**YOUR INSTRUCTIONS**
What is the number of lines in the data that include the string "grateful"? Give it by itself.

**RECORDS PROVIDED**
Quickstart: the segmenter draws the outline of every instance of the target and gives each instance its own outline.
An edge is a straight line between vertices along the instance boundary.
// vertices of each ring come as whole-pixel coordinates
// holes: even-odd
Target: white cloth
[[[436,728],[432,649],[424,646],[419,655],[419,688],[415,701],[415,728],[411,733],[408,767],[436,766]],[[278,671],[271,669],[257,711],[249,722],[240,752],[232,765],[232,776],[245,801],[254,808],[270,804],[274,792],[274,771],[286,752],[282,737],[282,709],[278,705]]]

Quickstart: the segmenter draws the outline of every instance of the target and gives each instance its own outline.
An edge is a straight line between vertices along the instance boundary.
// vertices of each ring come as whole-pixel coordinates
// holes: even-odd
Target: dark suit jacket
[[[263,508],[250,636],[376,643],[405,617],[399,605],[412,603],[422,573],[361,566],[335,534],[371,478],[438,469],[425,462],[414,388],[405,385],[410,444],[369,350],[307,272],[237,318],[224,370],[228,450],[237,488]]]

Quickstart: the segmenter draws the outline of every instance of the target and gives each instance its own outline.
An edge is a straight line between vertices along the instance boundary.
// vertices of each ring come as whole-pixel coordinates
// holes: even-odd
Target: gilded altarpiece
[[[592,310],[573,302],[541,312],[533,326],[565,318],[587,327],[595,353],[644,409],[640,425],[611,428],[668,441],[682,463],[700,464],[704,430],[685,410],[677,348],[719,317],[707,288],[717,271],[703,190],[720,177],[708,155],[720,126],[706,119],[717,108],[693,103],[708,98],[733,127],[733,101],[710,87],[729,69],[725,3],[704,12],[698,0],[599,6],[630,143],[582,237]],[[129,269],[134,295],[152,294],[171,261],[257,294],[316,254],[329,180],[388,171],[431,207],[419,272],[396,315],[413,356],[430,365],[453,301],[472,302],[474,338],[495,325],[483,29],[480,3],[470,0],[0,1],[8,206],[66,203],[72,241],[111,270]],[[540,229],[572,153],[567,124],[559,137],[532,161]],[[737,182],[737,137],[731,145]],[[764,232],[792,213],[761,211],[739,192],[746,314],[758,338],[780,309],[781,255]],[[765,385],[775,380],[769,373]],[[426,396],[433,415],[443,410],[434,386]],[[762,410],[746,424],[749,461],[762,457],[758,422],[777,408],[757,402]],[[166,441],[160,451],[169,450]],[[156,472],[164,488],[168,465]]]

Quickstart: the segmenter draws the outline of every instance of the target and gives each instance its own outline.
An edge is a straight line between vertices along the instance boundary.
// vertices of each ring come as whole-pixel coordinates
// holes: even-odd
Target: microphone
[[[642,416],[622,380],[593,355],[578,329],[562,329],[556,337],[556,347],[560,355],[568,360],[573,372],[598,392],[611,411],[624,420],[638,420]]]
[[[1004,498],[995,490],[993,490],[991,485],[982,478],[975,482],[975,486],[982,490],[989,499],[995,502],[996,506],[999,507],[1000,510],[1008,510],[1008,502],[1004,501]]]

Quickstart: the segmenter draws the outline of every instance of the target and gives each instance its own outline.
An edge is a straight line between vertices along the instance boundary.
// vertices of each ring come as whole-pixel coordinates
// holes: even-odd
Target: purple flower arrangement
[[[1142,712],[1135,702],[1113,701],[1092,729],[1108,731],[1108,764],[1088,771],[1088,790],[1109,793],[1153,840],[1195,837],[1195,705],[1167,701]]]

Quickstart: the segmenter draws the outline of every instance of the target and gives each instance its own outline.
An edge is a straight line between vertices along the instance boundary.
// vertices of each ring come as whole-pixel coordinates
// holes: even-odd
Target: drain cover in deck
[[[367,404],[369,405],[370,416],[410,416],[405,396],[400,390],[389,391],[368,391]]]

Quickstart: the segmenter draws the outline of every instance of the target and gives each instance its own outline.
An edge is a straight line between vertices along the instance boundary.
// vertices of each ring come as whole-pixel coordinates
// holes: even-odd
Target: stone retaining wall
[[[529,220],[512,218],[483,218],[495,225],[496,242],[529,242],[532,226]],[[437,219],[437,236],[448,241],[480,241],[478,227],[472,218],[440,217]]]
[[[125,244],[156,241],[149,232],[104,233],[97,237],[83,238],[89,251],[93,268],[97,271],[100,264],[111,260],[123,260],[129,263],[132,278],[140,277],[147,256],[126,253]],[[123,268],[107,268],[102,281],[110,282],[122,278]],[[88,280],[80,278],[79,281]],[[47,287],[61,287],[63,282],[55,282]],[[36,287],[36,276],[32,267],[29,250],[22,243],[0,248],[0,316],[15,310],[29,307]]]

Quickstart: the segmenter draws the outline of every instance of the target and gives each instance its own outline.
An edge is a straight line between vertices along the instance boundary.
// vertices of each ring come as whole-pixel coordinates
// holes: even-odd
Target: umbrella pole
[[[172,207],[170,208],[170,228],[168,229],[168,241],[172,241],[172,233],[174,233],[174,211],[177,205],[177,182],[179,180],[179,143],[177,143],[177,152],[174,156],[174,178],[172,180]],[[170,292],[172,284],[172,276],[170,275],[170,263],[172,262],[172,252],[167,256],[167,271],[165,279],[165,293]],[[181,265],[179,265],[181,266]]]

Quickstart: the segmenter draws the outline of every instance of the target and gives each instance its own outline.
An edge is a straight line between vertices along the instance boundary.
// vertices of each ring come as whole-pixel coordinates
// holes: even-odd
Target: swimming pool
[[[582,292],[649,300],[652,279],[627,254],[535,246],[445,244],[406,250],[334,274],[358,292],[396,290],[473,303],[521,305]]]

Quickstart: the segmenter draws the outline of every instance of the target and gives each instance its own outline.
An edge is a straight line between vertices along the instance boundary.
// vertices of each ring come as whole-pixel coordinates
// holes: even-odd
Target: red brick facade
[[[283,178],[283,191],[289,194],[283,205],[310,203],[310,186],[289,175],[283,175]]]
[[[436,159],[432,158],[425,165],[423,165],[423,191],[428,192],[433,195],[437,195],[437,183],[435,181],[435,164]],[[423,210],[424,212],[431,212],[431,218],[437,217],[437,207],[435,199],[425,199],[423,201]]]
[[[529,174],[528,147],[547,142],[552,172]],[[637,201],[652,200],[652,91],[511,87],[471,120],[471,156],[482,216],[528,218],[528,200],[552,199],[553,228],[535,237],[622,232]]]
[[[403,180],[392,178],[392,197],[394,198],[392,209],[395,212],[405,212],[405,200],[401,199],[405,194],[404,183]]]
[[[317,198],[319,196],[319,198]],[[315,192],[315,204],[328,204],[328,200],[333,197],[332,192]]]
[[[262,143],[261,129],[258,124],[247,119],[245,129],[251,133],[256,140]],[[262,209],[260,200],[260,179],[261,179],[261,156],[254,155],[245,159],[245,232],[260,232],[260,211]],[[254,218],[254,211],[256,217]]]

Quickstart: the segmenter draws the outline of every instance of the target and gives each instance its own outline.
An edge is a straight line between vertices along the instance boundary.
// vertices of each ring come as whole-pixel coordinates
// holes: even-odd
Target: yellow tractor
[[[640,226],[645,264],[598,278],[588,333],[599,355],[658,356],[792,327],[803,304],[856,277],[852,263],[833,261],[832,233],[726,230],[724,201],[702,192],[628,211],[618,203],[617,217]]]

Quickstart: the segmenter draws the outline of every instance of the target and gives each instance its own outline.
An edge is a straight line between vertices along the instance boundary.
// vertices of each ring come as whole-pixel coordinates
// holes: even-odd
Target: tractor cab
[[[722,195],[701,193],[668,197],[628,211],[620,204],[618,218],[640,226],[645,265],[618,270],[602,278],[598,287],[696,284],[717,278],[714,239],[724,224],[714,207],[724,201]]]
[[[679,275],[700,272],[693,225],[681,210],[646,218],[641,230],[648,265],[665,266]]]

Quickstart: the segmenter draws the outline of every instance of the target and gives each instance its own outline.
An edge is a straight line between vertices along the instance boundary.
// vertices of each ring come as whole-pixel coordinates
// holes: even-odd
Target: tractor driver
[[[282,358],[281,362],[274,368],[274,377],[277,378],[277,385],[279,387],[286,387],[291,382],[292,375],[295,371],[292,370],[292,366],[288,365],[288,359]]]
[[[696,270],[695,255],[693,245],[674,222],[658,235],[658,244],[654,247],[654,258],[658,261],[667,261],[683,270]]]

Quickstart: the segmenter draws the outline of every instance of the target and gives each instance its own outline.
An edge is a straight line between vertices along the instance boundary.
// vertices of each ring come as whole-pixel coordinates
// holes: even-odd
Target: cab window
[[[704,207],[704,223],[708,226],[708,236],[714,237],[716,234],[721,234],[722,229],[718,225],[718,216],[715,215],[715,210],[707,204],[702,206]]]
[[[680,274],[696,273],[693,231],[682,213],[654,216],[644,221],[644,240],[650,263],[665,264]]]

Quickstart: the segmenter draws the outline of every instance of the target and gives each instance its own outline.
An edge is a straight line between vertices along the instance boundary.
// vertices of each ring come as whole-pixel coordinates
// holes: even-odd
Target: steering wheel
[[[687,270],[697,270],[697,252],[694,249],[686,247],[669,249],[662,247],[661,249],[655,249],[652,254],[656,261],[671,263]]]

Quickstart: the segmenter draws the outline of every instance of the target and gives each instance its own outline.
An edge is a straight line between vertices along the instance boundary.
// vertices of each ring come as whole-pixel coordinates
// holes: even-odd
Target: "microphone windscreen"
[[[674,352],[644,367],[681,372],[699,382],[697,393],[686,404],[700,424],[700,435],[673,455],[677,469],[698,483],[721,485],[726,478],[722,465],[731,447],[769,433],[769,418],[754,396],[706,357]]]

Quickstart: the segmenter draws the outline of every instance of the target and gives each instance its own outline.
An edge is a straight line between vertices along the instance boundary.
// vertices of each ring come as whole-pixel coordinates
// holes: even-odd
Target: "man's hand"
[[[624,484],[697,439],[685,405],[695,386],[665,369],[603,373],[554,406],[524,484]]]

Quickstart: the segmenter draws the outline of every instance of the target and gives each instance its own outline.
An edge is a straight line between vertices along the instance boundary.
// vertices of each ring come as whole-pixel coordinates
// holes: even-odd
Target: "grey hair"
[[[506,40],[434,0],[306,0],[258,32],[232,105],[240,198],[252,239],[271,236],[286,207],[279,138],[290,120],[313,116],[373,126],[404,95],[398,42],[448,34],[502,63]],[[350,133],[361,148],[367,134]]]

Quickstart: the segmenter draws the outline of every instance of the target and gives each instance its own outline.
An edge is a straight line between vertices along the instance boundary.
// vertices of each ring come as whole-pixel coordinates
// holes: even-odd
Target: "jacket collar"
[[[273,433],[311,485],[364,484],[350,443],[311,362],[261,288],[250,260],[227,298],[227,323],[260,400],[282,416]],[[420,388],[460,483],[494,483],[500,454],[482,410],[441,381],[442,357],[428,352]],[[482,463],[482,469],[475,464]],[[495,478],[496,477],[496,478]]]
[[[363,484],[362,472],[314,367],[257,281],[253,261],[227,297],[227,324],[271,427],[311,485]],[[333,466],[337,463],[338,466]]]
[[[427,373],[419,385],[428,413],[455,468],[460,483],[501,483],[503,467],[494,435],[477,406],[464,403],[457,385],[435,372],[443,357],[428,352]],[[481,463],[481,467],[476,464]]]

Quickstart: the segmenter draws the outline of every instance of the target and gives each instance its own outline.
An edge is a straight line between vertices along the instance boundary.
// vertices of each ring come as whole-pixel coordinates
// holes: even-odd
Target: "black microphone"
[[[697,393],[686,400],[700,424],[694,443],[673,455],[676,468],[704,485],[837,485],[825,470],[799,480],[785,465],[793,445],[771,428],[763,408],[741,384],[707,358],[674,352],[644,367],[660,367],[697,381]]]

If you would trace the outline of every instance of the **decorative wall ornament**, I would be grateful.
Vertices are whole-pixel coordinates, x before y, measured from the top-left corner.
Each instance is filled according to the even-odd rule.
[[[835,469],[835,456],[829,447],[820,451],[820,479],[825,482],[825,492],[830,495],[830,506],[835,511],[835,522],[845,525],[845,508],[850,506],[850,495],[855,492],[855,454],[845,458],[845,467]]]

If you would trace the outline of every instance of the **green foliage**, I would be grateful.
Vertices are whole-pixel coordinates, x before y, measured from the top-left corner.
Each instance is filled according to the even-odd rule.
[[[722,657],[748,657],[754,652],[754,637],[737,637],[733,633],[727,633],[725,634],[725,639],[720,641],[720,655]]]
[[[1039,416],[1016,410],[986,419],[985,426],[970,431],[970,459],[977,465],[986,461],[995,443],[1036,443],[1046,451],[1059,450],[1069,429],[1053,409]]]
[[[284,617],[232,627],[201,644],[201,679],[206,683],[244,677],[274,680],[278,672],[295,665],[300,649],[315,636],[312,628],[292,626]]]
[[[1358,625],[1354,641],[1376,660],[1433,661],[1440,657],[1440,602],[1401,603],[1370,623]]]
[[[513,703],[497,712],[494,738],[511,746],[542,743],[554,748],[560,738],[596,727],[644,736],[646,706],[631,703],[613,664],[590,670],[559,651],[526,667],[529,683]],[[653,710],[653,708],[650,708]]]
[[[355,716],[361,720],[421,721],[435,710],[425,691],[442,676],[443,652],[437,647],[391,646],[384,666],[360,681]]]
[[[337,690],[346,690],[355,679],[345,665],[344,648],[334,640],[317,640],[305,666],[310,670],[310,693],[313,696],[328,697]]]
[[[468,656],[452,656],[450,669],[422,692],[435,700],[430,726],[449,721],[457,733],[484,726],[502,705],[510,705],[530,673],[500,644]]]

**EXERCISE OUTPUT**
2